# GIVEN REQUEST A
Please extract everything from "Improved explanations and" down to "in particular join." in the ModernDive changelog below, copying it word for word.

# TEXT EXCERPT
________________________

ModernDive 0.5.0

Highlights

"Data wrangling" chapter now comes after "Tidy data" chapter.
Improved explanations and examples of geom_histogram(), geom_boxplot(), and "tidy" data
Moving residual analysis from regression Chapters 6 & 7 to Chap 11: Inference for regression
Reorganized Chap 8 on Sampling
All learning check solutions now in Appendix D
PDF build re-added (still a work-in-progress)

Changed title
- From: "Statistical Inference via Data Science in R"
- To: "Statistical Inference via Data Science: A moderndive into R and the tidyverse"
Chapter 2 - Getting Started
- Added subsection 2.2.3 "Errors, warnings, and messages" by @andrewheiss
Chapter 3 - Data visualization:
- Added simpler introductory geom_histogram() and geom_boxplot() examples
- Started downweighting the amount of data wrangling previews included in this chapter, in particular join.
- Cleaned up conclusion section
- Added cheatsheet
Switched order of "Chap 4 Tidy Data" and "Chap 5 Data Wrangling": Data Wrangling now comes first
Chapter 4 - Data wrangling:
- Added cheatsheet
Chapter 5 - Renamed to "Importing and tidy data"
- Reordered sections: importing then tidying
- Added fivethirtyeight::drinks example of "hitting the non-tidy wall", then using tidyr::gather()
- Made Guatemala democracy score a case study.
- Added discussion on what tidyverse package is.
- Moved discussion on normal forms to Ch4: Data Wrangling - joins.
- Moved discussion on identification vs measurement variables to Ch2: Getting started with data.
Chapter 6 - Basic regression:
- Moved residual analysis to Chapter 11
Chapter 7 - Multiple regression:
- Moved residual analysis to Chapter 11
Chapter 8 - Sampling: Major refactoring of presentation/exposition; see below
Chapter 11 - Inference for regression:
- Moved residual analysis from Chapter 6 & 7 here
Moved all Learning Check solutions to Appendix D

Old chapter structure:

Introduction to sampling
a) Concepts related to sampling
b) Inference via sampling
Tactile sampling simulation
a) Using the shovel once
b) Using the shovel 33 times
Virtual sampling simulation
a) Using the shovel once
b) Using shovel 33 times
c) Using shovel 1000 times
d) Using different shovels
In real-life sampling: Polls
Conclusion
a) Central Limit Theorem
b) What’s to come?
c) Script of R code

New chapter structure:

Activity: Sampling from a bowl
a) Question: What proportion of this bowl is red?
b) Using shovel once
c) Using shovel 33 times
Computer simulation:
a) What is a simulation? We just did a "tactile" one by hand, now let's do one using the the computer
b) Using shovel once
c) Using shovel 33 times
d) Using shovel 1000 times
e) Using different shovels
Goal: Study fluctuations due to sampling variation
a) You probably already knew: Bigger sample size means "better" guess.
b) Comparing shovels: Role of sample size
Framework: Sampling
a) Terminology for sampling (population, sample, point estimate, etc)
b) Statistical concepts: sampling distribution and standard error
c) Computer's random number generator
Interpretation:
a) Visual display of differences
Case study: Obama poll
Big picture:
a) Table of inferential scenarios: Add bowl and obama poll (both p)
b) Why does this work? Theoretial result: CLT
c) There's a formula for that: SE formula that has sqrt(n) at the bottom
d) Appendix: Normal distribution discuss

________________________

# DATA ENTRIES
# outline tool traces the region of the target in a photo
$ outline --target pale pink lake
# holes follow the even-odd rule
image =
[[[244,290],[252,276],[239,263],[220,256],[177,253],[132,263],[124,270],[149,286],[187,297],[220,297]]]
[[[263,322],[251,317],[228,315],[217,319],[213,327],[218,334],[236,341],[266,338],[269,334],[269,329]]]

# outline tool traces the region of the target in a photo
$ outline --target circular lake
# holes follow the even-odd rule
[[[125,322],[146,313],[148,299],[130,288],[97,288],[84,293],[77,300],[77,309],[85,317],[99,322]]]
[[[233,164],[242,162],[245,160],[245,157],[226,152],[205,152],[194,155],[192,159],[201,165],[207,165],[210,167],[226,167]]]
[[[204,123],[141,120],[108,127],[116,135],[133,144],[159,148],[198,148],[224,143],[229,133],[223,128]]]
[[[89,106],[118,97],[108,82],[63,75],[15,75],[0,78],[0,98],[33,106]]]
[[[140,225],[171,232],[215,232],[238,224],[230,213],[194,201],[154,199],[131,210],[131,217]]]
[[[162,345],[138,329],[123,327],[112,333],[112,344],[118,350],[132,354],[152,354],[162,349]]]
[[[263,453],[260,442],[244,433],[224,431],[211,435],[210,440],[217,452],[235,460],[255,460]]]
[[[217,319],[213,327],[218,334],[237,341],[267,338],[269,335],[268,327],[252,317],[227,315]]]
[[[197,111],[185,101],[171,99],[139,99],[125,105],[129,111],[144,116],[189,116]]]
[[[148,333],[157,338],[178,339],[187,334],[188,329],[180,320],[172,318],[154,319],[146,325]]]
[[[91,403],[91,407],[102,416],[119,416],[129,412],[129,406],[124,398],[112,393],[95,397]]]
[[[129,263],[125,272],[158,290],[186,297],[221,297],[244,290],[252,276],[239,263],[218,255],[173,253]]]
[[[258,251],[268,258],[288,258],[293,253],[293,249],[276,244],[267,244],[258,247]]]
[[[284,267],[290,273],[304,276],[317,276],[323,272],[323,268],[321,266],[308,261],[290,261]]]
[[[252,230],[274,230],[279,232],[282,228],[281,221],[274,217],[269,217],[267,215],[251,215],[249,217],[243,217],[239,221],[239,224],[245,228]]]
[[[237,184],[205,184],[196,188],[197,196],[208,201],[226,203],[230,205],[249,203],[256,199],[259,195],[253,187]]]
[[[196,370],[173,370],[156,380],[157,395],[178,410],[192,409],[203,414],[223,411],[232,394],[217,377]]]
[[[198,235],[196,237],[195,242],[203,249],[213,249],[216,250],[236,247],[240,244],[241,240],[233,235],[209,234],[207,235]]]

________________________

# GIVEN REQUEST B
Pull out every line of the records above that contains the string "target".

# CORRECT ANSWER A
Improved explanations and examples of geom_histogram(), geom_boxplot(), and "tidy" data
Moving residual analysis from regression Chapters 6 & 7 to Chap 11: Inference for regression
Reorganized Chap 8 on Sampling
All learning check solutions now in Appendix D
PDF build re-added (still a work-in-progress)

Changed title
- From: "Statistical Inference via Data Science in R"
- To: "Statistical Inference via Data Science: A moderndive into R and the tidyverse"
Chapter 2 - Getting Started
- Added subsection 2.2.3 "Errors, warnings, and messages" by @andrewheiss
Chapter 3 - Data visualization:
- Added simpler introductory geom_histogram() and geom_boxplot() examples
- Started downweighting the amount of data wrangling previews included in this chapter, in particular join.

# CORRECT ANSWER B
# outline tool traces the region of the target in a photo
$ outline --target pale pink lake
# outline tool traces the region of the target in a photo
$ outline --target circular lake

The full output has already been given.